THE EXERCISE: Write out the entries below again, from the line with "In this exercise you will indicate the bus tire" through the end of the entries, replacing "instance" with "occurrence" and changing nothing else.

RECORDS SHOWN:
• • • • • • •

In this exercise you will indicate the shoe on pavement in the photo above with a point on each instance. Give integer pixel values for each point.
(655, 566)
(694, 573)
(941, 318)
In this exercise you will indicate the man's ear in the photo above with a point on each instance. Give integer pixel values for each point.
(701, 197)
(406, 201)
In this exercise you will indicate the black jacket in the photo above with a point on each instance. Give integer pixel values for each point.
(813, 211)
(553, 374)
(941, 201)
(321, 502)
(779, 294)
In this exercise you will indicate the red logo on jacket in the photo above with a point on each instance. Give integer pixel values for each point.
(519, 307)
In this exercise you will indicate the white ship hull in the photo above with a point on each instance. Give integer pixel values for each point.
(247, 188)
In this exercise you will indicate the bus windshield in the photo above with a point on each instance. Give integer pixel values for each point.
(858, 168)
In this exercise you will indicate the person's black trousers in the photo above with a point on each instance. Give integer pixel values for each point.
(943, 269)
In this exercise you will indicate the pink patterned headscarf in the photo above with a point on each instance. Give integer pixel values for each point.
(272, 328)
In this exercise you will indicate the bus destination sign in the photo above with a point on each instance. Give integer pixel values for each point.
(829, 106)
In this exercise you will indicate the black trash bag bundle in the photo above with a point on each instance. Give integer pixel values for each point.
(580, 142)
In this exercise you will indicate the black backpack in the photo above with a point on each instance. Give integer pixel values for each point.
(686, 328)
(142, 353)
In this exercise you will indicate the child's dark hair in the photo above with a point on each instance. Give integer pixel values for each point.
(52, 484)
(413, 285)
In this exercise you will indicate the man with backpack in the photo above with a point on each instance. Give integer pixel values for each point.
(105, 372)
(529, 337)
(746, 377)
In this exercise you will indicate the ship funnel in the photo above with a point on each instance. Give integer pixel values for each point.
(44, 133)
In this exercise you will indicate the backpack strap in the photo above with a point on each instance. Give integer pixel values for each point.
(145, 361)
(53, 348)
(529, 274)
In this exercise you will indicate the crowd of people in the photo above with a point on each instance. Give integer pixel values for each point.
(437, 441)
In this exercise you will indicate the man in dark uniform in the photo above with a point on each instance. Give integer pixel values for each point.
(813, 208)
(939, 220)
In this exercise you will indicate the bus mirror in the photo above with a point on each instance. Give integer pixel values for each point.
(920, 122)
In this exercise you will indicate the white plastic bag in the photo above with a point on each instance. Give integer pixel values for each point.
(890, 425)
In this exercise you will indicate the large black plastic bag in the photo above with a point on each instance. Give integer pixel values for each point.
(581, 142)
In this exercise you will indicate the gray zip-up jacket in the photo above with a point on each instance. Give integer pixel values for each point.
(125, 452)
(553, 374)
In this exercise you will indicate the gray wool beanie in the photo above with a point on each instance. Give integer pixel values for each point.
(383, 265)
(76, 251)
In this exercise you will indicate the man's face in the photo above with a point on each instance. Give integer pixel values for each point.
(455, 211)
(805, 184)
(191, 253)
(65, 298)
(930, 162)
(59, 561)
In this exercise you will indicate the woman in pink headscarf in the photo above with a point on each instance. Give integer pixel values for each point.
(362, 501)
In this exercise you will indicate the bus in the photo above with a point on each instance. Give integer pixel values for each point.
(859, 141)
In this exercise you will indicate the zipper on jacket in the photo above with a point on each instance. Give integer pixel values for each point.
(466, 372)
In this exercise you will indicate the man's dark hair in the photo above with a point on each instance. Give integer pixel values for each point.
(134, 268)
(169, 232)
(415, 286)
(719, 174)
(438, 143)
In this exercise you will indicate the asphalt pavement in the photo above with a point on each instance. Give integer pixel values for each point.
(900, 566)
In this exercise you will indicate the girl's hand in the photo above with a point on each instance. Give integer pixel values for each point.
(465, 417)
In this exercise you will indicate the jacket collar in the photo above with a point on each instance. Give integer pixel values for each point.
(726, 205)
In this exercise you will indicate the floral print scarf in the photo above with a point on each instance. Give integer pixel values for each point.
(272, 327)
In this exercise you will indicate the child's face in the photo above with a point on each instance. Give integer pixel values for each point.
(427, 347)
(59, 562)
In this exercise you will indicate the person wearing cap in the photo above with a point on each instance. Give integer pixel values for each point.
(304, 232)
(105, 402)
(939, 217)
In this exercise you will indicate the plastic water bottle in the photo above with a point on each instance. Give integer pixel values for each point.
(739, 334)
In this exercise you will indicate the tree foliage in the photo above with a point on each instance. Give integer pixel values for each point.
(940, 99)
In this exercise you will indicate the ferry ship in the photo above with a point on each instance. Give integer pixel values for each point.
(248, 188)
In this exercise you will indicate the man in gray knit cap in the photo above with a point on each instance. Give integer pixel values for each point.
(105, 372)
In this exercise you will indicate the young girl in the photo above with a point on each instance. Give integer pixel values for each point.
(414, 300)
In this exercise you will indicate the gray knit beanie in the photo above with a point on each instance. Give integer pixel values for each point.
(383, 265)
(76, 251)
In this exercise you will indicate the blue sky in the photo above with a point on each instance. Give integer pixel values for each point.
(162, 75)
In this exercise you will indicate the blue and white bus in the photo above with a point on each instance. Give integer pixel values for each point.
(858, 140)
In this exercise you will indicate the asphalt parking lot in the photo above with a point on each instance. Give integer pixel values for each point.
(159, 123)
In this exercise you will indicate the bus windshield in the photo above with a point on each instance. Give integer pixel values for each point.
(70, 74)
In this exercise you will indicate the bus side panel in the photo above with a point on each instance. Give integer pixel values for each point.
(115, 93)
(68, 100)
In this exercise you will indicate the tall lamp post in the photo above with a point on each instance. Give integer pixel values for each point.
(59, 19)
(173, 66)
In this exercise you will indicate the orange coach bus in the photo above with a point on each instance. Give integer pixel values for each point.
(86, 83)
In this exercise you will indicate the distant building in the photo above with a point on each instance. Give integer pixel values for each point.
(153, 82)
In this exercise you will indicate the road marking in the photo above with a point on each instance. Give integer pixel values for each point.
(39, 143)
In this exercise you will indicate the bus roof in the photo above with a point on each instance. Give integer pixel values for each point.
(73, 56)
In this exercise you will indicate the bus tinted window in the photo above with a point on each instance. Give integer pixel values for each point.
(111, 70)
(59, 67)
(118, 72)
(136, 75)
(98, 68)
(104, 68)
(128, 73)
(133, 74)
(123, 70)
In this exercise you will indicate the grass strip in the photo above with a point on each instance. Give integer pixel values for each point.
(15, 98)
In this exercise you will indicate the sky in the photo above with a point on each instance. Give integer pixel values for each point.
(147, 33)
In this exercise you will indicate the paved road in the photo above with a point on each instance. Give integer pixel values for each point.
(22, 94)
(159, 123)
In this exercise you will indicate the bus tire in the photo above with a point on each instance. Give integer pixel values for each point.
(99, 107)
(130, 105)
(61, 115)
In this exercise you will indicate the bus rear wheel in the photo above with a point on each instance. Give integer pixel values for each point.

• • • • • • •

ANSWER IN FULL:
In this exercise you will indicate the bus tire in the photo above with a point on each occurrence. Give integer pixel values for each point.
(99, 107)
(130, 105)
(61, 115)
In this exercise you will indicate the bus rear wheel in the photo above with a point on each occurrence. Give integer pixel values for each point.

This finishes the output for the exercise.